- [Text]:
::::

Reply to post: Change is Hard

I no longer have a burning hatred for Jewish people, says Googler now suddenly no longer at Google

BobC

Change is Hard

I had undiagnosed depression from puberty until my late 30's. It warped my view of the world, how I interpreted everything around me, leading to equally warped actions and reactions. I desperately wanted friends and relationships, but was unable to sustain them, so I'd destroy them before it became obvious. As a person, I was a piece of crap.

I wasn't totally clueless. I knew I was broken, and I felt badly about myself, which often rose to the level of self-hate. Rather than deal with it, I instead wove extravagant lies to hide behind, to appear to be a better person, one people would like.

When I finally got effective therapy, cleaned out and organized my mind and emotions, I literally became a different person. The few people close to me noticed it immediately, and cheered me on. As I improved, I started emerging into the world, started to "have a life". Tried to renew and revitalize old ties.

Only to face the wreckage I had created. My therapy had dealt well with getting me right inside, but I went running back to learn how to deal with others, especially those who had been hurt by the "old me". The "fix" was deceptively simple: I had to become a master of the apology, and of forgiveness. I also had to become able to cope with anger aimed my way, to accept it without reacting in kind. Dealing with others was much harder than the internal work I had done.

All too often there was nothing left to be repaired: Many wanted to have nothing more to do with me, for a variety of totally valid reasons. They had a view of me anchored in experience and pain, cast in stone. This was the hardest aspect of my recovery to accept, and I never really did.

::::

- [Apply what you read]:
1: Condense the paragraph of the post that begins "Only to face the wreckage" into a shorter version that keeps its main facts.
2: Rename "self-hate" to "self-loathing" in the passage of the post from "I had undiagnosed" to "people would like.", and give the revised passage.
The recorded material comes from a source other than the post.

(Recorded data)
::::

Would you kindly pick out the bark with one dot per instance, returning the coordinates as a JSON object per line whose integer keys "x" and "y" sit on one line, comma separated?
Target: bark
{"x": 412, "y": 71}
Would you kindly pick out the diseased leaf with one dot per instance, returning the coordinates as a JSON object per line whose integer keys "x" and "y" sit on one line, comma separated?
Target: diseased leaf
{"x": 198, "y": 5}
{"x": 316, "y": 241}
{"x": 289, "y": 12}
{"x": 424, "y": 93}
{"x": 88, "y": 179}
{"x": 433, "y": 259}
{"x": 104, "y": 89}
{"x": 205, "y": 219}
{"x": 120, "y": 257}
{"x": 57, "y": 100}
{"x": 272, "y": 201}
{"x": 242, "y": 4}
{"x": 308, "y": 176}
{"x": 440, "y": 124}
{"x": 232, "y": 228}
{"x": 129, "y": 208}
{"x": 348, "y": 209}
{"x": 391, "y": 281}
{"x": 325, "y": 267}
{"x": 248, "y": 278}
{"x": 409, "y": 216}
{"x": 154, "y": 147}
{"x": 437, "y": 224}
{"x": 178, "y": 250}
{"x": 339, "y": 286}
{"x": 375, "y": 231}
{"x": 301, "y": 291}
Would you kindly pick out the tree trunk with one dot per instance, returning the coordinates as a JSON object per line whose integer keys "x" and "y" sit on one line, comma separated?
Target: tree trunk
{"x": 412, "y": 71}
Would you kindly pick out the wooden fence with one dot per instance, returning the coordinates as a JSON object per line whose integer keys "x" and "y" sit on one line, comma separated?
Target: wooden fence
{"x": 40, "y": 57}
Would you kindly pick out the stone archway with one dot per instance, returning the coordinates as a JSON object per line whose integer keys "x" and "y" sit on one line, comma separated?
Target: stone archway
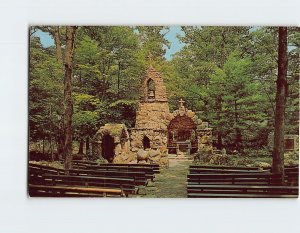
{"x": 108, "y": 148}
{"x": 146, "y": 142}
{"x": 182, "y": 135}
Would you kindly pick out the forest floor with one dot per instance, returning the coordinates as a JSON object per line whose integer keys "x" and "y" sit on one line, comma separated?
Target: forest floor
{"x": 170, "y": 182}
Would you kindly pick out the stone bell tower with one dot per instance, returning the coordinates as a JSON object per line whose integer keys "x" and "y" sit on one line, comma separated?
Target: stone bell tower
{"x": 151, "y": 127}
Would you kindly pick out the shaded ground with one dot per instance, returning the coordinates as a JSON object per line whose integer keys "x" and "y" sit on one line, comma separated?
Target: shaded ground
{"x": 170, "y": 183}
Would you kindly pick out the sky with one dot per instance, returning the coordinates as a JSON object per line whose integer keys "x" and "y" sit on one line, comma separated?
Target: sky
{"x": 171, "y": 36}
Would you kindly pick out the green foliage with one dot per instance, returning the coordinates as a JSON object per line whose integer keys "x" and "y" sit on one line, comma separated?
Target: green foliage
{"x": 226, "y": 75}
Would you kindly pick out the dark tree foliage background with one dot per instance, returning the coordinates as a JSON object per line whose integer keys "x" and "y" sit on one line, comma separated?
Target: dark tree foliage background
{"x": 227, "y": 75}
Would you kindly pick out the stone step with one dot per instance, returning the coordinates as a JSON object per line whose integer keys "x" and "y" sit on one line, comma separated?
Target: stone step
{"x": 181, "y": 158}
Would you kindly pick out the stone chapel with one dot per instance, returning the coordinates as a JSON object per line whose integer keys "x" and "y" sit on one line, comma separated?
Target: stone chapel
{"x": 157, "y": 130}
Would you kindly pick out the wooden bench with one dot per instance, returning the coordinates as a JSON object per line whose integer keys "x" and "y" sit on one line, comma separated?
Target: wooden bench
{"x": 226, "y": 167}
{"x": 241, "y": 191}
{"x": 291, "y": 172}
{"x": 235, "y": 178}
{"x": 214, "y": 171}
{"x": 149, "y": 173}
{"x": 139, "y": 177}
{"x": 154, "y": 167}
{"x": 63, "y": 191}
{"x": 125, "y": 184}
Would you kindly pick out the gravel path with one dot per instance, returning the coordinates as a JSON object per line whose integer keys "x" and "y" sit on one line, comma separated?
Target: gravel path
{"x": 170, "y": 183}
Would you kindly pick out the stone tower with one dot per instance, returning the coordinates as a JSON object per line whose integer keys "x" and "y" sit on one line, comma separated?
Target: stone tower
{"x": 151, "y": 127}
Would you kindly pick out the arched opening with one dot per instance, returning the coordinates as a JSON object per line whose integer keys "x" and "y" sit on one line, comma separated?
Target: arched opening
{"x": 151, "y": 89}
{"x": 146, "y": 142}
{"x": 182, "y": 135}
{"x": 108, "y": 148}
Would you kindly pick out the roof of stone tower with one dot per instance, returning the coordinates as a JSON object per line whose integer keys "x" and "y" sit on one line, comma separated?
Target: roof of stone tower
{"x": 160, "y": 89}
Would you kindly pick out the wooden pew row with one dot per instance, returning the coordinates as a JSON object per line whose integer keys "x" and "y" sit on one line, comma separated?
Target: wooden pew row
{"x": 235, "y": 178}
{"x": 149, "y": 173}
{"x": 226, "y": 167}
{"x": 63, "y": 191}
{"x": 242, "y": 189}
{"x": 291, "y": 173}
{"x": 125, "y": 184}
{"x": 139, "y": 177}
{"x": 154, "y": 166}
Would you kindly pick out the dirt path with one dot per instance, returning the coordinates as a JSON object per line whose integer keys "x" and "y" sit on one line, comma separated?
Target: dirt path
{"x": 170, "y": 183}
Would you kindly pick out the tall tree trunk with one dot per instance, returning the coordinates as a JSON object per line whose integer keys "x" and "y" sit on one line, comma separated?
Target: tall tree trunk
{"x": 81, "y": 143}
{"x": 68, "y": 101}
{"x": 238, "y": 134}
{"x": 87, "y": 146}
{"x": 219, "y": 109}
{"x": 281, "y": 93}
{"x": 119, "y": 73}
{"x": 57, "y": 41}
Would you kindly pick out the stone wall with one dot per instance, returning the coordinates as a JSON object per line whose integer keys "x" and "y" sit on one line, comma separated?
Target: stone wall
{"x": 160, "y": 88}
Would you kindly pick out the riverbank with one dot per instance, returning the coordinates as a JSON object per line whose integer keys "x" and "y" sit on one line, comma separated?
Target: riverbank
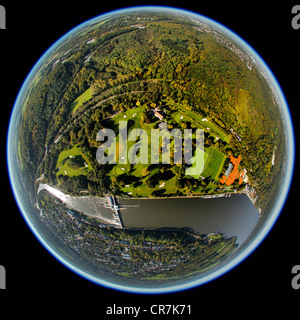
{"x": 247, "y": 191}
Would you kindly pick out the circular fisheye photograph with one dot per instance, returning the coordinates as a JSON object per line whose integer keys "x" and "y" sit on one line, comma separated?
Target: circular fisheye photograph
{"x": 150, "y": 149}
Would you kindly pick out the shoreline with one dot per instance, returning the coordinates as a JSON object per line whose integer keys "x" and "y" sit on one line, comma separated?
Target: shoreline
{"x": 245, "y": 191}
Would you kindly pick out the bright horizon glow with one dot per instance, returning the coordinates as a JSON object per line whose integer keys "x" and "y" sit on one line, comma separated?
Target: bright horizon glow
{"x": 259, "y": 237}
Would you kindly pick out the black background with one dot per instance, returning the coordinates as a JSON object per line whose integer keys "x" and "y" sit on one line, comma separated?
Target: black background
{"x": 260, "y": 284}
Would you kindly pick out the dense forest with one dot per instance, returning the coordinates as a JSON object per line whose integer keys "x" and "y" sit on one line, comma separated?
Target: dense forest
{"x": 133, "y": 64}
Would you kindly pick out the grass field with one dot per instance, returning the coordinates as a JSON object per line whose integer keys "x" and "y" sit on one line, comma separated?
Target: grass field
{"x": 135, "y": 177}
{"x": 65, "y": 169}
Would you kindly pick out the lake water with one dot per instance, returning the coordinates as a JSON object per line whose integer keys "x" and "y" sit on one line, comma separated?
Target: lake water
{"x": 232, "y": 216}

::::

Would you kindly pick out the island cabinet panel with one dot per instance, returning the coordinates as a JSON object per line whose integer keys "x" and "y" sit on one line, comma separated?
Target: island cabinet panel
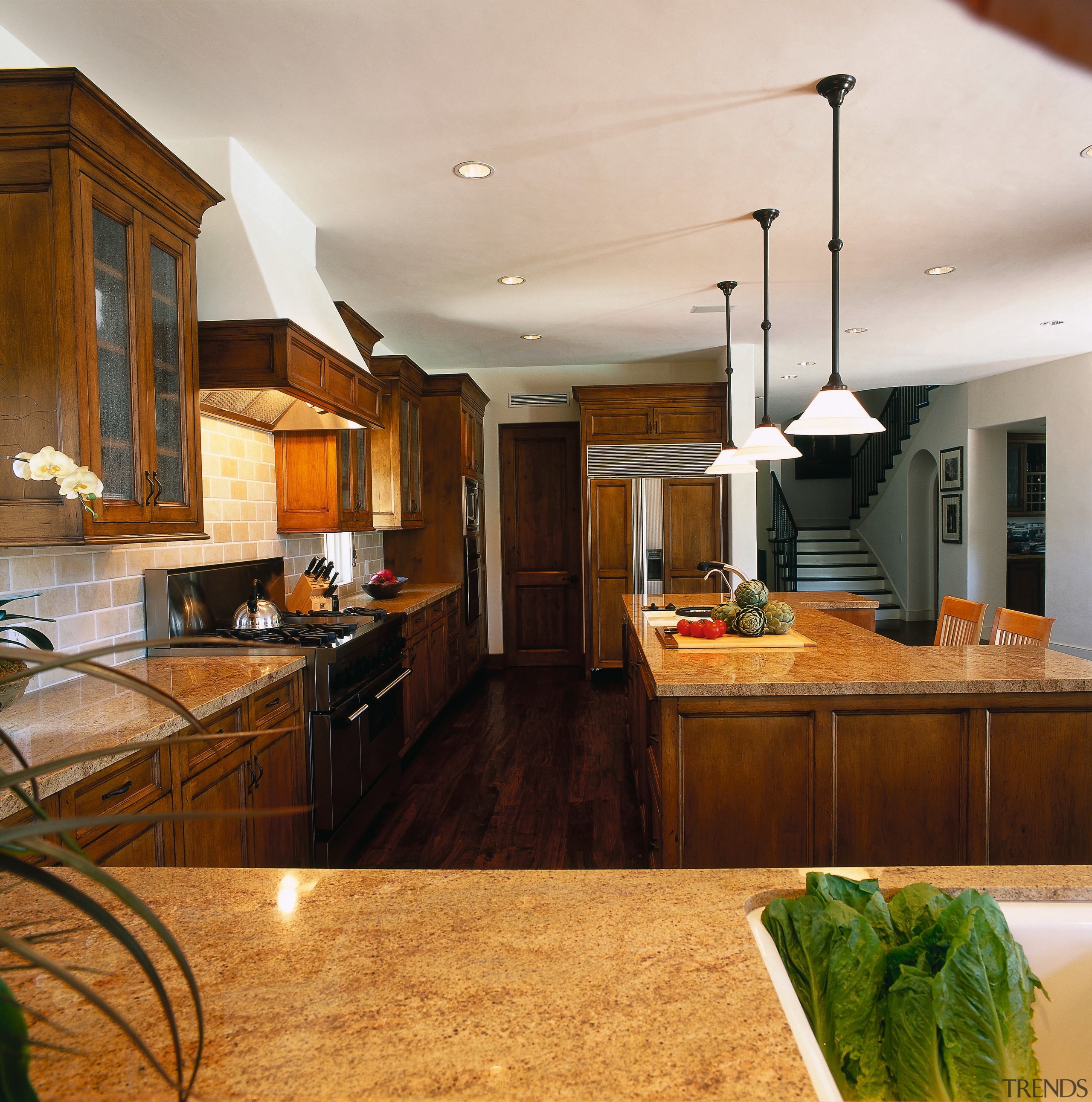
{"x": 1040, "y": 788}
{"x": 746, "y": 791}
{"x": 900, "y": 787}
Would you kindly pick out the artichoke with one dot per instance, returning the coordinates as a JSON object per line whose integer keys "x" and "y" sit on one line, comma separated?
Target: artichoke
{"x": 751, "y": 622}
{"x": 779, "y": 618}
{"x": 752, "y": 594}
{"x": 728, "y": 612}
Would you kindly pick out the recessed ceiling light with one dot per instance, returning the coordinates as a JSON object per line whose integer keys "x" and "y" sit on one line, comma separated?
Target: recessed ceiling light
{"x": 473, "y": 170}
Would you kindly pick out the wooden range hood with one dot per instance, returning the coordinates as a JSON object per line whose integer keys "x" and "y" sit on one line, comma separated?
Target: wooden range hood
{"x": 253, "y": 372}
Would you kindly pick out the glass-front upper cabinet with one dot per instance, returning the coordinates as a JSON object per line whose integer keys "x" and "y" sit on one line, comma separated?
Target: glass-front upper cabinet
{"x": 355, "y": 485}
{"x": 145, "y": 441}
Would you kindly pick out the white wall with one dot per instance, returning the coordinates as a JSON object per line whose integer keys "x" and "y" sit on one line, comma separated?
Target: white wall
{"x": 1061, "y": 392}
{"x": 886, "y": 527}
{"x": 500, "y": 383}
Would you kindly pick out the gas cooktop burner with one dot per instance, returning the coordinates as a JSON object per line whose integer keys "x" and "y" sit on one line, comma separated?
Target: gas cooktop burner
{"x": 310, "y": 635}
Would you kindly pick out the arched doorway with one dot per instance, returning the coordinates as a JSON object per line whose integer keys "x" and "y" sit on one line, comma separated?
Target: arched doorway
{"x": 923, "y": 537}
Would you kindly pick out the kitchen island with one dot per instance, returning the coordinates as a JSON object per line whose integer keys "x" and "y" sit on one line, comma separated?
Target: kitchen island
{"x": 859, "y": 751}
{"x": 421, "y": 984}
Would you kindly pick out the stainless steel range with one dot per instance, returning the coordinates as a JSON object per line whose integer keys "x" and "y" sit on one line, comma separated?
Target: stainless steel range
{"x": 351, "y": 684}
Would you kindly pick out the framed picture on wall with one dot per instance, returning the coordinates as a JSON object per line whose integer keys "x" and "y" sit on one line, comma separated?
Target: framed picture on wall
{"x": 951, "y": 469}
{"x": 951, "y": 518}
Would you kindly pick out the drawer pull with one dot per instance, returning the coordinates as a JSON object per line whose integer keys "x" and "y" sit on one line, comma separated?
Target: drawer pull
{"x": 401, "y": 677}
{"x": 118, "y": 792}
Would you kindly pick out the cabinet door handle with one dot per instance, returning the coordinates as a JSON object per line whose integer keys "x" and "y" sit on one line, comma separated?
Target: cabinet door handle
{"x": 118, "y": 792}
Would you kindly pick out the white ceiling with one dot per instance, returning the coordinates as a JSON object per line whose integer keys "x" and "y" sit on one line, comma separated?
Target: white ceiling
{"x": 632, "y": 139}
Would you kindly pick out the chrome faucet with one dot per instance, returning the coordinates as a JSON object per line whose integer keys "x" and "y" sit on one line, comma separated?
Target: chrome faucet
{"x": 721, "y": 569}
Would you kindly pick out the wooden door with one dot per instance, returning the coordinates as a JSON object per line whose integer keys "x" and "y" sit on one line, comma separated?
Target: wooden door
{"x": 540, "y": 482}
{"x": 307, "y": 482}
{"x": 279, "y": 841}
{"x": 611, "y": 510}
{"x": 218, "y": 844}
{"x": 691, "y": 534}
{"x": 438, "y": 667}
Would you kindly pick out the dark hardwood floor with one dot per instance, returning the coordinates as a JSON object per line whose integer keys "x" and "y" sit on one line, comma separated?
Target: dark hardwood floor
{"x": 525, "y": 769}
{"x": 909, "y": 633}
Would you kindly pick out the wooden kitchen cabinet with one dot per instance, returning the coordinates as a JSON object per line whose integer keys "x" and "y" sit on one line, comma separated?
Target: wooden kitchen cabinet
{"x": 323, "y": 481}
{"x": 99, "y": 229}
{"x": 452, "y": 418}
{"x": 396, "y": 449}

::::

- [Exercise results]:
1: Therapy set me right inside but left me facing the wreckage I had created, so I went back to learn how to deal with others, especially those hurt by the "old me." The deceptively simple fix was to master apology and forgiveness and to accept anger aimed at me without reacting in kind. Dealing with others proved much harder than the internal work.

2:
I had undiagnosed depression from puberty until my late 30's. It warped my view of the world, how I interpreted everything around me, leading to equally warped actions and reactions. I desperately wanted friends and relationships, but was unable to sustain them, so I'd destroy them before it became obvious. As a person, I was a piece of crap.

I wasn't totally clueless. I knew I was broken, and I felt badly about myself, which often rose to the level of self-loathing. Rather than deal with it, I instead wove extravagant lies to hide behind, to appear to be a better person, one people would like.